◆ **WHAT YOU HAVE TO DO**
Copy the material from its first line up to and including the line with "116 8 197 42", renaming "Format example" to "Sample output" and changing nothing else.
____ MATERIAL SHOWN
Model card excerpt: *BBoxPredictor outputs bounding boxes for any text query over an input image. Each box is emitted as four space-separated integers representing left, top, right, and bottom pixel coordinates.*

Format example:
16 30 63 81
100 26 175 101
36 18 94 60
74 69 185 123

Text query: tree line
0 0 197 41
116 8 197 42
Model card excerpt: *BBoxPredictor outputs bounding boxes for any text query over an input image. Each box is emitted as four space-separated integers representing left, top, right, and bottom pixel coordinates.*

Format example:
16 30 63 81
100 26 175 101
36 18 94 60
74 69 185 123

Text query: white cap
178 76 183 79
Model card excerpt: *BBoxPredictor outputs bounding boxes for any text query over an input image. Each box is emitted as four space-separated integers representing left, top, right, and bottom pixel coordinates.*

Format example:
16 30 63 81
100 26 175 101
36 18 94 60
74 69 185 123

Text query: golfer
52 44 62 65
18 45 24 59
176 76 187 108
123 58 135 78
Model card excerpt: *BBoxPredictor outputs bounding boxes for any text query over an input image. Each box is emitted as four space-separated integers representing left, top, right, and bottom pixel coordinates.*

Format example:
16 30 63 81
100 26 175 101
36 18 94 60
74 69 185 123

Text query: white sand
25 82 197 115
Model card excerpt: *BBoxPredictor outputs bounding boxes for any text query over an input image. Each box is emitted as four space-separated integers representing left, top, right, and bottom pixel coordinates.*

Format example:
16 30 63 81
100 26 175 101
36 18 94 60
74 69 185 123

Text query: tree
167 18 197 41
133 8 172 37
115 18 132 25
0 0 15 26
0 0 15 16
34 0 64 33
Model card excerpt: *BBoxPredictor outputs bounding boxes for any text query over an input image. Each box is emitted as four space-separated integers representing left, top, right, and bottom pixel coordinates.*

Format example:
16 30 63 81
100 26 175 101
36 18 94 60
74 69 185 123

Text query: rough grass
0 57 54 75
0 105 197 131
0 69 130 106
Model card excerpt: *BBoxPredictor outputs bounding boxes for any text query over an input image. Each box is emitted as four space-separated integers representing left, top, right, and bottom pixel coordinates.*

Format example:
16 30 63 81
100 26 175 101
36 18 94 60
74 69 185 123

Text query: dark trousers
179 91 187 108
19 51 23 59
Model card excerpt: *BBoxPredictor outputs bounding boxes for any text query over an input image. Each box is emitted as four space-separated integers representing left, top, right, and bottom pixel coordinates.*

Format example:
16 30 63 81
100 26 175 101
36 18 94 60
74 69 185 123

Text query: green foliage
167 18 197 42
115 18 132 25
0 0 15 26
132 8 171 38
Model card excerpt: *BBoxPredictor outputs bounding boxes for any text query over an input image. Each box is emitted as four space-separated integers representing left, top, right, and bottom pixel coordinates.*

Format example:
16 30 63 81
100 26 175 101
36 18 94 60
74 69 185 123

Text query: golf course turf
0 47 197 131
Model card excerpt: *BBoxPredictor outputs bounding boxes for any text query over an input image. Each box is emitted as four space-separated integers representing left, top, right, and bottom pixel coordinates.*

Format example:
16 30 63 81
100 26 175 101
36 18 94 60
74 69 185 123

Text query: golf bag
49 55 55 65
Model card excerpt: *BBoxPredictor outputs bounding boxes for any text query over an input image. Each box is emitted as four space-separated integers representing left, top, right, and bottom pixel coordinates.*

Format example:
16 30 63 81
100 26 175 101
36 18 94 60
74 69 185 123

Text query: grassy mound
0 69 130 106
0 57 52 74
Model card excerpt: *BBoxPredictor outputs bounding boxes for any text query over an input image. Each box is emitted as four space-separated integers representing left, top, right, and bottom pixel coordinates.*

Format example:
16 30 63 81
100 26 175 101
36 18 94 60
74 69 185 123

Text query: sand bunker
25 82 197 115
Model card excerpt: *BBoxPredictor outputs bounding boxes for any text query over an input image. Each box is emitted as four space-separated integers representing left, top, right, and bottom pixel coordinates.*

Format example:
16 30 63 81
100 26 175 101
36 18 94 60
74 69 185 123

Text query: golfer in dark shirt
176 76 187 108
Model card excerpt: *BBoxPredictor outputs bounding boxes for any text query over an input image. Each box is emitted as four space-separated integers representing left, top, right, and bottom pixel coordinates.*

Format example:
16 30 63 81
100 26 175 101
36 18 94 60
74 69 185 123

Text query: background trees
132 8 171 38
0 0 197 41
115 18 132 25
________
◆ **WRITTEN REPLY**
Model card excerpt: *BBoxPredictor outputs bounding boxes for any text query over an input image. Each box is emitted as four space-separated integers representing left, top, right, and bottom pixel coordinates.*

Sample output:
16 30 63 81
100 26 175 101
36 18 94 60
74 69 185 123

Text query: tree line
0 0 197 41
116 8 197 42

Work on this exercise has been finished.